Return every line of the listing below verbatim, leaving out the pictures.

Start Extracted data

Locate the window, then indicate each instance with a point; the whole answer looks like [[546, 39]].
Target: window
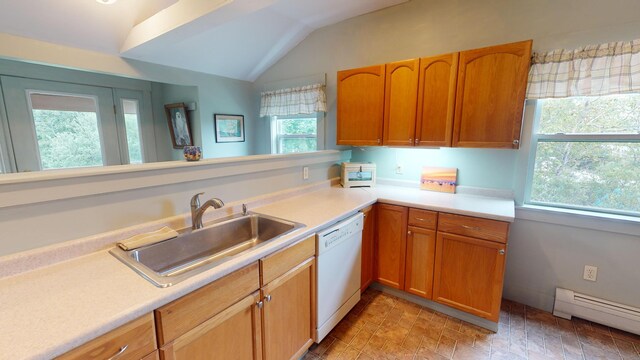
[[66, 129], [297, 133], [132, 130], [586, 154]]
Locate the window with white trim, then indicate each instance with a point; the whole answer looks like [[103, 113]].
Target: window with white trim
[[297, 133], [586, 154]]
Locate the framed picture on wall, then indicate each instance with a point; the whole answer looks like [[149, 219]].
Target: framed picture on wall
[[229, 128], [178, 125]]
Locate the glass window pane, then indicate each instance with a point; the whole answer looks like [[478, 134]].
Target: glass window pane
[[612, 114], [302, 126], [66, 130], [292, 145], [132, 129], [588, 174]]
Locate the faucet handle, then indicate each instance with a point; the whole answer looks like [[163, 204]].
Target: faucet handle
[[195, 200]]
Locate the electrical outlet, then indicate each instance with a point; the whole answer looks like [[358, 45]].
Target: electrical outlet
[[590, 272]]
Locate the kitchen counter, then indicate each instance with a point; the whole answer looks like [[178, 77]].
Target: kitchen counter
[[48, 311]]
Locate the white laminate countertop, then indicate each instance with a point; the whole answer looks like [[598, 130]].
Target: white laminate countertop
[[49, 311]]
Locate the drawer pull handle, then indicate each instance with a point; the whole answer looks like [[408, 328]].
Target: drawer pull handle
[[475, 228], [122, 350]]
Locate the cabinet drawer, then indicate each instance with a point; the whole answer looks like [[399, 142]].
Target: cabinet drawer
[[189, 311], [423, 218], [137, 338], [486, 229], [284, 260]]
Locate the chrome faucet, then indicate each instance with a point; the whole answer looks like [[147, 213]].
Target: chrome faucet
[[197, 210]]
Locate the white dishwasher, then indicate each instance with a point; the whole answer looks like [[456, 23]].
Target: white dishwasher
[[339, 250]]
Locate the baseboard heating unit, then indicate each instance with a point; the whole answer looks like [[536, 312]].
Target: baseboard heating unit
[[619, 316]]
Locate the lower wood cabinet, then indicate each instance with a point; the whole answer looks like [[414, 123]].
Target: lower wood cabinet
[[421, 246], [368, 238], [469, 274], [235, 333], [391, 245]]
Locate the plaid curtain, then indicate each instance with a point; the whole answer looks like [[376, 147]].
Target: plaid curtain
[[300, 100], [603, 69]]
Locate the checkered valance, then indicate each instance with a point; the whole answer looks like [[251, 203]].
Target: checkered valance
[[293, 101], [603, 69]]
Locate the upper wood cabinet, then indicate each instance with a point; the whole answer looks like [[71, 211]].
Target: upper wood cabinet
[[360, 106], [490, 96], [436, 100], [400, 98]]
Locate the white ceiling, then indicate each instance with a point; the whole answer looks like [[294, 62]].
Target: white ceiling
[[239, 39]]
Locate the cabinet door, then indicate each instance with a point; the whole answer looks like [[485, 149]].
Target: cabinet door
[[468, 274], [436, 100], [360, 106], [391, 245], [235, 333], [368, 234], [400, 98], [287, 314], [421, 248], [490, 96]]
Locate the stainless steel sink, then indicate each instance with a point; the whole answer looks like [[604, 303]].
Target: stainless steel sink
[[174, 260]]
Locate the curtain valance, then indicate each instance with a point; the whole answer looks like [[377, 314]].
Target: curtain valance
[[293, 101], [603, 69]]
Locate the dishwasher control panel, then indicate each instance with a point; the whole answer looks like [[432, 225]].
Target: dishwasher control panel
[[339, 232]]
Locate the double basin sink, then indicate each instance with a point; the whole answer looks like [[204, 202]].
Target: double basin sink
[[190, 253]]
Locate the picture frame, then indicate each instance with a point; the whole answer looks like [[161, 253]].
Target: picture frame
[[229, 128], [179, 126]]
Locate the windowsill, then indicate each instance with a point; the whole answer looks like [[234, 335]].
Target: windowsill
[[629, 225]]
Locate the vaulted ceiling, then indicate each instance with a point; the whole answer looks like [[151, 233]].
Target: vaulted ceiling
[[239, 39]]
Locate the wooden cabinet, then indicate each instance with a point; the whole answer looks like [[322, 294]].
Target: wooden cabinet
[[234, 333], [474, 98], [288, 298], [400, 98], [436, 100], [287, 314], [469, 271], [368, 236], [490, 96], [132, 341], [391, 245], [360, 106]]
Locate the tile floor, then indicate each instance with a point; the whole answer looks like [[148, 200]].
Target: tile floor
[[382, 326]]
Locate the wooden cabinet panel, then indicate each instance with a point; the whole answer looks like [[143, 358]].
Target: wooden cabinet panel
[[137, 338], [185, 313], [436, 100], [486, 229], [284, 260], [360, 106], [287, 315], [490, 96], [421, 246], [468, 274], [423, 218], [232, 334], [390, 249], [400, 98], [368, 236]]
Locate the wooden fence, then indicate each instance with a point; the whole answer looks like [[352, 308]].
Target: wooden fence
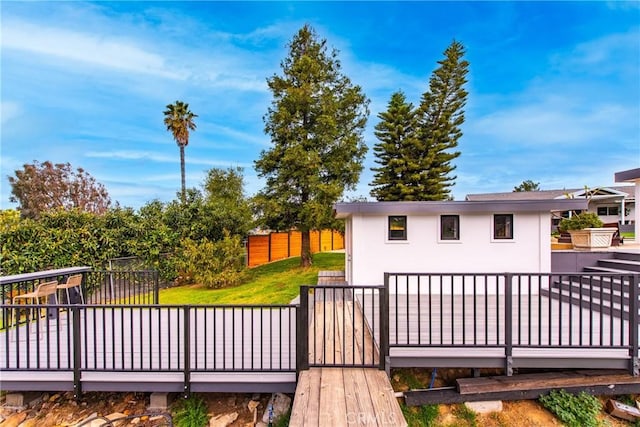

End Extracted data

[Problem solution]:
Locate the window, then indicate each instance with a point; the whole answer looks like [[546, 39]].
Target: window
[[66, 129], [297, 133], [132, 130], [586, 154]]
Locate the window with white trim, then indicate each instance with a point; the whole answer looks like [[103, 113]].
Target: window with white trim
[[297, 133], [586, 154]]
Locate the framed picture on wall, then indicate each instance with a point; the whole answer looks like [[149, 219]].
Target: framed picture on wall
[[229, 128], [178, 125]]
Locate the glass window pane, then indicate each instance with a point; the whole answer looks like [[478, 134]].
Target: glass window pane
[[612, 114], [302, 126], [66, 130], [292, 145], [132, 129], [588, 174]]
Locate the faucet handle, then indicate each instance with a point; the whole answer looks like [[163, 204]].
Target: faucet handle
[[195, 200]]
Locate the electrical outlet, then indicate each instance with a point; the whole answer looks like [[358, 45]].
Target: electrical outlet
[[590, 272]]
Locate the kitchen counter, then indicate each instance with a point; the whole answer looks like [[178, 77]].
Target: kitchen counter
[[48, 311]]
Locate the white laminate countertop, then indicate each instance with a point; the whole answer looks like [[598, 130]].
Target: white laminate countertop
[[49, 311]]
Locate the drawer pull handle, then indicate each instance with a point; the whole answer looks like [[408, 328]].
Target: drawer pull handle
[[475, 228], [122, 350]]
Locate the cabinet drawer, then indicate each instance with a point; the whole answer looks like [[399, 142]].
Target: cabinet drawer
[[189, 311], [423, 218], [137, 338], [486, 229], [284, 260]]
Locate the chrome faucet, then indicate each instance with a point; the whole answer looks like [[147, 213]].
Target: chrome faucet
[[197, 210]]
Locate the white dishwasher, then indicate each instance with a point; the whole answer looks like [[456, 23]].
Target: white dishwasher
[[339, 250]]
Locate the baseboard heating unit, then indicate each instance with a point; the whole answer looks like [[536, 312]].
Target: baseboard heating unit
[[619, 316]]
Locate the lower wood cabinet, then indicate each instance with a point; the whole answer looks like [[414, 123]].
Target: lower wood cabinet
[[421, 246], [368, 238], [469, 274], [235, 333], [391, 245]]
Locate the plaid curtain, then indicate each instance with a point; the whole answer looks like [[376, 147]].
Target: plaid curtain
[[300, 100], [603, 69]]
Locate the checkered valance, then indicate each instance with a point; the whole answer looks like [[251, 203]].
Target: checkered valance
[[293, 101], [603, 69]]
Locate the upper wood cabinet, then indicate each instance with a point; the whole answer looks like [[71, 211]].
Target: upper wood cabinet
[[360, 106], [490, 96], [436, 100], [400, 98]]
Locate the white ceiling, then indicate each instance with a point; the whole answer looks like [[294, 62]].
Target: white ceiling
[[239, 39]]
Locate the cabinet door, then indicate each instance with a point; the whole answer looks like [[485, 149]].
Target: cabinet door
[[468, 274], [436, 100], [360, 106], [391, 245], [235, 333], [368, 234], [400, 98], [287, 314], [421, 248], [490, 96]]
Locate the stainless steel sink, then indicate each instance with a point; the whole answer looks like [[604, 303]].
Target: stainless steel sink
[[174, 260]]
Locate the curtain valance, then indicate each instance with a point; the whole answer looks like [[377, 314]].
Target: curtain valance
[[293, 101], [603, 69]]
Locate the dishwasher control panel, then indicate each instance with a point; the whole answer looks like [[432, 225]].
Target: dishwasher control panel
[[339, 232]]
Locate the double basin sink, then indicate each instance with a point; the whole answer looks like [[204, 202]].
Target: double basin sink
[[190, 253]]
Locate the picture frame, then indicate each instance with a point; the whole answer looks like [[161, 253]].
Target: picture frame
[[229, 128], [179, 126]]
Locate the windowsill, then indicate each instance with a point; the whole answer looks like [[234, 335]].
Target: windowsill
[[629, 225]]
Locate the vaulted ceiling, then indicate each instance with a point; the whole answer looks like [[151, 233]].
Target: vaulted ceiling
[[239, 39]]
Locate the wooden cabinet, then indicate each instance with a point; the whole answer looks like [[322, 294]].
Target: wooden cabinet
[[234, 333], [474, 98], [288, 298], [400, 98], [436, 100], [287, 314], [469, 271], [368, 236], [490, 96], [132, 341], [391, 245], [360, 106]]
Locate the tile floor, then indicate each instance with a point; the whole answer looks like [[148, 200]].
Target: tile floor
[[382, 326]]
Locate the wooden cabinet panel, then indicate each instance with a point; the whole answer looks like [[143, 358]].
Target: wooden cabinet panel
[[137, 338], [185, 313], [436, 100], [486, 229], [284, 260], [360, 106], [287, 315], [490, 96], [421, 246], [468, 274], [423, 218], [232, 334], [390, 249], [400, 98], [368, 236]]
Locate the wooden fence, then indicate each instance with a point; the whole answer looks like [[352, 308]].
Target: wooden fence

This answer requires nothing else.